### [EXTRAIT DU DOCUMENT]
::::::::

Nous dirons donc Rencontres...
A paraître dans le Basilic (bulletin de l’association des amis de l’Amourier" du mois de décembre 2008.
A propos de trois tirages de tête parus aux éditions de l’Amourier
Il en est qui aiment les livres qui ont vécu : éditions anciennes, ouvrages fatigués, maculés, papier marqué par les lectures, annotés, vieillis... L’impression, peut-être, d’un partage par delà le temps.
Ceux-là savent aussi que tout livre, si neuf soit-il, avant même d’être ouvert, a déjà vécu : il savent y reconnaître les vies croisées, les rencontres qui l’ont permis. Celles de l’auteur, dans ses lectures, avec les autres, le monde, la langue... Celles de l’auteur et de l’éditeur ; de l’éditeur, maître d’oeuvre, et de l’imprimeur, et l’ensemble des métiers qui font connaître le livre.
Tout livre est un concentré de vies.
Ceux-là aiment que l’on apporte à la réalisation d’un livre un soin particulier ; si la richesse d’un papier ou la qualité d’une reliure augmentent leur satisfaction, ils aiment aussi les matières pauvres, les papiers d’emballage, les bois de cagette, les fragments récupérés, pour peu qu’ils y reconnaissent la marque d’une présence au monde, d’une conscience en recherche du monde. Dans le cas des "tirages de tête", des "grands papiersr et de la bibliophilie, leur plaisir s’aiguise de l’écho millénaire que portent avec elles les relations entre le texte et la matière travaillée qui le rend visible et vibrant, vivant : papiers, formats, caractères, encre, mise en page, image(s)... ... Tirages de tête. Livres illustrés. Bibliophilie. Editions originales. Grands Papiers. Princeps. Enluminures. Manuscrits. Rencontres.
Ces livres là sont des multiplicateurs de vie.
Les "Tirages de tête" s’inscrivent dans la tradition des éditions "Princeps", aussi ancienne que l’imprimerie elle-même... Dès le XVe siècle, on dit “Princeps” pour désigner la première édition d’un ouvrage, qualifiée par la suite de "originale", c’est-à-dire "authentique", et donc particulièrement recherchée... Les amateurs étaient alors intéressés par une version "véritable", dont ils étaient sûrs qu’elle n’était pas le fait d’un éditeur... pirate et approximatif.
Avec le temps, les éditions "originales" se sont affirmées, diversifiées, enrichies... Dans les matières et les formats d’abord (nous en avons gardé l’expression "Grands Papiers"), par des interventions de relieurs et d’artistes ensuite, à partir de la fin du XIXe siècle où l’on parle de "livres illustrés". L’ensemble constitue le livre de "bibliophilie" qui s’est élargi, dans le courant du XXe siècle, au "livre d’artiste"... La diversité est telle aujourd’hui, qu’on peine à cerner et définir le phénomène.

::::::::

### [CONSIGNE 1]
Recopiez le passage du texte sur les tirages de tête qui va de "Avec le temps, les" à "définir le phénomène.".
### [CONSIGNE 2]
D'après le texte sur les tirages de tête, pourquoi la première édition d'un ouvrage était-elle particulièrement recherchée ? Répondez en une à trois phrases.
### [CONSIGNE 3]
Les affirmations suivantes sont-elles conformes au texte sur les tirages de tête ? Pour chacune, répondez par oui ou par non et citez les mots du texte qui tranchent.
(a) Dès le XVe siècle, le mot « Princeps » désigne la première édition d'un ouvrage.
(b) On parle de « livres illustrés » depuis le début du XVIIIe siècle.
(c) Les amateurs décrits dans le texte n'apprécient que les papiers riches et les reliures de qualité.

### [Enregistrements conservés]

::::::::

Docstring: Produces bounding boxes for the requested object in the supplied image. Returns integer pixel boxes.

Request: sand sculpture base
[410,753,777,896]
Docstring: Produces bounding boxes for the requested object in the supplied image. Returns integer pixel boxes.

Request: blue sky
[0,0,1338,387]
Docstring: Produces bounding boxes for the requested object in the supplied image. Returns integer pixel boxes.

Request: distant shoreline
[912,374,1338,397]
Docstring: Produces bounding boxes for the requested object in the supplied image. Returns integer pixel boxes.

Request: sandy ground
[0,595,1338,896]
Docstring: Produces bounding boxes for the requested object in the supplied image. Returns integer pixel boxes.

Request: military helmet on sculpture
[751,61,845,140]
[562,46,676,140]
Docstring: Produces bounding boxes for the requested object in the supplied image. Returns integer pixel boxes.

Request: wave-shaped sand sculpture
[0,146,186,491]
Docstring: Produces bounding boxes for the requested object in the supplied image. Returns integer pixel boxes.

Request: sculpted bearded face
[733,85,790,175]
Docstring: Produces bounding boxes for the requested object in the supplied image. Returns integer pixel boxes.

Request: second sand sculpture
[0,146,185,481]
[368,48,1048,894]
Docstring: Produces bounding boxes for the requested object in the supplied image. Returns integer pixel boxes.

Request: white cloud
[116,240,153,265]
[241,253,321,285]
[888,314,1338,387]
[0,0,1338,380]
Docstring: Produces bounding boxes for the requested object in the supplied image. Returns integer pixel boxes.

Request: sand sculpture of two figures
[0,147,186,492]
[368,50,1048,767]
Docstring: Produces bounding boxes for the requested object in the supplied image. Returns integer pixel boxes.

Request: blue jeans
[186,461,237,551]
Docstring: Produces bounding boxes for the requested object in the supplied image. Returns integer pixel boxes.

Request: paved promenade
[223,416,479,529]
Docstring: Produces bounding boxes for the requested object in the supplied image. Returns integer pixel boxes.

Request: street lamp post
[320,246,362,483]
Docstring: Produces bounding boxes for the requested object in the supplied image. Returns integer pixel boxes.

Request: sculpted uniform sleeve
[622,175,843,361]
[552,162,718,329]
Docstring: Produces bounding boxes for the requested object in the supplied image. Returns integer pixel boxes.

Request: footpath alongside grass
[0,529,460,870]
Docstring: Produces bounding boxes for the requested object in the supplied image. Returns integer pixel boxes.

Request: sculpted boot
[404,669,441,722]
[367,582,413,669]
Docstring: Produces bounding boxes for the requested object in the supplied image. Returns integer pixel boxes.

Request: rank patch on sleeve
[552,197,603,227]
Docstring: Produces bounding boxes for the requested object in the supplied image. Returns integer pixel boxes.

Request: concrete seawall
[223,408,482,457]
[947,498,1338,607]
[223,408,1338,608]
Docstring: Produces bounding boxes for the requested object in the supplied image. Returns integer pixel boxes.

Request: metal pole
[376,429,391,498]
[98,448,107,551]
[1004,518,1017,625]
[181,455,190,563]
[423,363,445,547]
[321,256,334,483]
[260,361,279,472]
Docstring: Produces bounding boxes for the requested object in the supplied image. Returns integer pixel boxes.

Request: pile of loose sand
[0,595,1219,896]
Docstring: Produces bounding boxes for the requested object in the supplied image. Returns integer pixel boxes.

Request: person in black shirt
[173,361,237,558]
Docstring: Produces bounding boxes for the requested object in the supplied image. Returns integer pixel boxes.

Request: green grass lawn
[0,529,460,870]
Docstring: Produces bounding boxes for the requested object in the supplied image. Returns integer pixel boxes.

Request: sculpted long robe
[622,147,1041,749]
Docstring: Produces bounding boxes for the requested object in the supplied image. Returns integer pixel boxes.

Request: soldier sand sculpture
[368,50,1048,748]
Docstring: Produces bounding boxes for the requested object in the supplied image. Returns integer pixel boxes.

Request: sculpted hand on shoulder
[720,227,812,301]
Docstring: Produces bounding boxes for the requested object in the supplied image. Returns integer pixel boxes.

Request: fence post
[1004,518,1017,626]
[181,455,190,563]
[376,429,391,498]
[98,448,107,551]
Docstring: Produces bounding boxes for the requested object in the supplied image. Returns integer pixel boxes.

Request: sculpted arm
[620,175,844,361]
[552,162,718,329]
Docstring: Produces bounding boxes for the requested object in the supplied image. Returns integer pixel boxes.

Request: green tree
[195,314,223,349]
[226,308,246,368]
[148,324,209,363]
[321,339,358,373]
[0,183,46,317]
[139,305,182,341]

::::::::

### [RÉPONSE RÉDIGÉE 1]
Avec le temps, les éditions "originales" se sont affirmées, diversifiées, enrichies... Dans les matières et les formats d’abord (nous en avons gardé l’expression "Grands Papiers"), par des interventions de relieurs et d’artistes ensuite, à partir de la fin du XIXe siècle où l’on parle de "livres illustrés". L’ensemble constitue le livre de "bibliophilie" qui s’est élargi, dans le courant du XXe siècle, au "livre d’artiste"... La diversité est telle aujourd’hui, qu’on peine à cerner et définir le phénomène.

### [RÉPONSE RÉDIGÉE 2]
La première édition, dite « Princeps » puis « originale », était considérée comme « authentique ». Les amateurs voulaient une version « véritable », dont ils étaient sûrs qu'elle n'était pas le fait d'un éditeur pirate et approximatif.

### [RÉPONSE RÉDIGÉE 3]
(a) Oui : « Dès le XVe siècle, on dit “Princeps” pour désigner la première édition d’un ouvrage ».
(b) Non : « à partir de la fin du XIXe siècle ».
(c) Non : « ils aiment aussi les matières pauvres ».